Goal
Copy out the listing that follows, exact in every word, and skip the images.

(Records of labeled points)
•••••

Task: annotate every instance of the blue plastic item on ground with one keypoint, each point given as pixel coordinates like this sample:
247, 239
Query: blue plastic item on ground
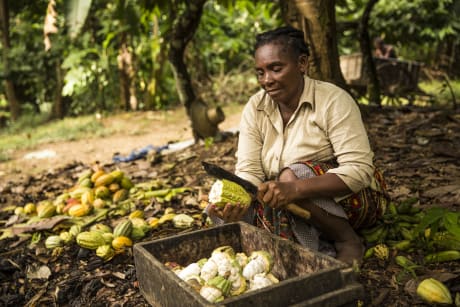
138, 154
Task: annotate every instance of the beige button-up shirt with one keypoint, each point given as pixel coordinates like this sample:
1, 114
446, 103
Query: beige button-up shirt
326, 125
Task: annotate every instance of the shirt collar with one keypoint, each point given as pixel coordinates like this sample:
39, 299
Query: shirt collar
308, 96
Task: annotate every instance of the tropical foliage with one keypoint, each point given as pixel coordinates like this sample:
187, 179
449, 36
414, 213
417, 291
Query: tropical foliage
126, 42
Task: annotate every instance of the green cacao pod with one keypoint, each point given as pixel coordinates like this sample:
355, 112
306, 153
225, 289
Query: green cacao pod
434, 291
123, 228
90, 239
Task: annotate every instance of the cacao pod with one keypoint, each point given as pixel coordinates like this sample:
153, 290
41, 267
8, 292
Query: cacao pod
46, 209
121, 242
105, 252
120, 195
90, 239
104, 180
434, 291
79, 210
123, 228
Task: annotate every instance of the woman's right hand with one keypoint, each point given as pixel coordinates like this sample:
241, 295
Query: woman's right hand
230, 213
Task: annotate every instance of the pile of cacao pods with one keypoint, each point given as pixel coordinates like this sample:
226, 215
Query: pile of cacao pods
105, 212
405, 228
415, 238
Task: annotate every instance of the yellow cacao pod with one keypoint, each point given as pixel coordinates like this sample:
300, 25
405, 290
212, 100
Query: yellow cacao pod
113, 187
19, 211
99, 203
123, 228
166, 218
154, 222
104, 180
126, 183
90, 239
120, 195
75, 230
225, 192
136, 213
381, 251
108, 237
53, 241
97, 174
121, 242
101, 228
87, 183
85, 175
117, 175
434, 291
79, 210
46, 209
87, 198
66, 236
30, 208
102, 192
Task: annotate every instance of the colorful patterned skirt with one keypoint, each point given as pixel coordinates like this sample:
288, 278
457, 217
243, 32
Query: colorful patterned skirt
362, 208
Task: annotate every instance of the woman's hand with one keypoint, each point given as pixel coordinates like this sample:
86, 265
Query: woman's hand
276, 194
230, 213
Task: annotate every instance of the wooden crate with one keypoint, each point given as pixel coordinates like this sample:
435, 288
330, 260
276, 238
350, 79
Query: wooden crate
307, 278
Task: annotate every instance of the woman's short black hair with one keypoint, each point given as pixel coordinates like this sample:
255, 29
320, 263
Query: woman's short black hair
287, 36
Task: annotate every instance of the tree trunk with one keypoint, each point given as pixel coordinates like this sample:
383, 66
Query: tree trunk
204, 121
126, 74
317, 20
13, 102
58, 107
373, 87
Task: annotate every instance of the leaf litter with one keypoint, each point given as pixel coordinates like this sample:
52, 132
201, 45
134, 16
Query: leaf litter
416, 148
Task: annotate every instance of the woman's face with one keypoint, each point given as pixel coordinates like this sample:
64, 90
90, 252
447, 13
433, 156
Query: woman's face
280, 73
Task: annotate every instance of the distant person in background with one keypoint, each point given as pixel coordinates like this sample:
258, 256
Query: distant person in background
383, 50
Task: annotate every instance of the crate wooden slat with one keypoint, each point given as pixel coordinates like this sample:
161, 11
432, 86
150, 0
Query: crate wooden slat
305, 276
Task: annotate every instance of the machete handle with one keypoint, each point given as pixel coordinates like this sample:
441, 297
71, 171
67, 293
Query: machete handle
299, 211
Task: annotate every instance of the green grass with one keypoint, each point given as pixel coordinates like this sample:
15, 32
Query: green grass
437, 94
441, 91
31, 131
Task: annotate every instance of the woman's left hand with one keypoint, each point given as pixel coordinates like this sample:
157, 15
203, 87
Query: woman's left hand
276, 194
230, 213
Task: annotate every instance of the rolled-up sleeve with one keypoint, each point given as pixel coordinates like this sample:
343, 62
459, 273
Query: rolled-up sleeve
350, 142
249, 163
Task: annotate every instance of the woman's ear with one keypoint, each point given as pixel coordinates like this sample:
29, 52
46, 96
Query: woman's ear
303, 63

•••••

In response
Task: annotate every instance of the blue plastic item on ground with one keypoint, each point given as pixel coordinates like this sample:
247, 239
Query: blue plastic item on ground
138, 154
Task: annotate every instance of the beige button-up shirt with one keypoint, each point given as pixel coordinates like this sample:
1, 114
446, 103
Query: beige button-up shirt
326, 125
Task: annotate every instance of the shirt collar with one keypoint, each point given as pixel coordinates like this sample:
39, 299
Query: shirt collar
308, 96
Task: annotate every instance of the tropical foliage with one keypoint, each point given as pixel coordinates like this sample:
187, 179
449, 36
414, 213
417, 291
Query: tropical foliage
126, 42
Task: annotate every instance of the green cacao pod with one keypoint, each point given as pixel coordinates like this sample:
355, 112
306, 153
225, 289
Query: green cacao pod
434, 291
123, 228
90, 239
Task: annotate every instance of the cacao pod with one keypoint, each point given as pixel coordinates like this sample:
153, 290
41, 267
8, 292
Query: cacao pod
46, 209
121, 242
105, 252
120, 195
90, 239
104, 180
434, 291
79, 210
123, 228
Task: annotate every instance of the woman's right hand with one keypoint, each point given as pixel coordinates like this sample:
241, 295
Query: woman's right hand
230, 213
Task: annotate every instance of the pile of cacao pods with one keypoint, each point given as pixel coordinates like this sample:
226, 215
Query: pile of cacao pods
105, 212
405, 228
415, 238
Task: annotate every instance of the yellow cacao pod with one keypoint, each point given as pixel coordinates like this sample:
300, 25
405, 290
212, 100
Query: yellow cacao pod
113, 187
19, 211
99, 203
123, 228
166, 218
154, 222
104, 180
126, 183
90, 239
120, 195
75, 230
225, 192
136, 213
381, 251
108, 237
53, 241
97, 174
121, 242
101, 228
87, 183
85, 175
117, 175
434, 291
79, 210
46, 209
87, 198
66, 236
30, 208
102, 192
Task: annotate every instance of the colorful patterned skirt with one keypoint, each point given as pixel coordinates like this sample:
288, 278
457, 217
243, 32
Query: colorful patterned skirt
362, 208
Task: annotate every instance of the woman's hand with one keypoint, each point given as pixel coordinates like this sample:
86, 265
Query: woman's hand
276, 194
230, 213
Task: annotate every instance of the wooden crate with one keypoint, each point given as pixel coordinates like this sample:
435, 288
330, 260
276, 238
350, 79
Query: wooden crate
307, 278
Task: annotate every instance of the woman's short black hair with one keypoint, each point given as pixel coordinates like this sample:
255, 29
320, 263
Query: woman's short black hair
287, 36
Task: annotate every instance of the tree trunk with one keypoint, each point given as pixel coordinates like this sample:
383, 66
Query: tree trunk
204, 121
126, 74
317, 20
13, 102
58, 107
373, 87
Task: annotate every instance of the leaf litter with one keypoint, each point given as pixel coordinates like this sample:
52, 132
201, 45
134, 16
Query: leaf litter
416, 148
Task: annotate every instance of the woman's face with one keypoint, each point given as pixel coordinates like this sample:
64, 90
90, 252
447, 13
433, 156
Query: woman's face
280, 73
Task: annotate every instance of the distant person in background with one keypoint, each point given as pixel coordinates like this sample:
258, 256
Query: distant person in background
383, 50
Task: annotate every instance of the crate wooden slat with one keypoint, each point given as pixel coordinates like this sample:
161, 11
432, 86
150, 0
Query: crate wooden slat
305, 276
Task: annotate every instance of the machete handle with one keypoint, each point given as pixel coordinates like this sample:
441, 297
71, 171
67, 293
Query: machete handle
299, 211
Task: annotate every instance of the green grass with one keypoint, each point given as pixel coordinates like this sample:
15, 32
Query: green grass
437, 94
441, 91
31, 131
Task: annotate every instance of the woman's left hand with one keypoint, each point given as pixel coordinates like this sample:
157, 15
203, 87
Query: woman's left hand
276, 194
230, 213
Task: annotate every instance of the rolled-up sleeve with one keypoint, each point given as pixel coordinates like this sample:
343, 62
459, 273
Query: rolled-up sleeve
350, 142
249, 163
Task: annotate every instance of the woman's ear with one keypoint, each point given as pixel coordinates like this sample:
29, 52
46, 96
Query: woman's ear
303, 63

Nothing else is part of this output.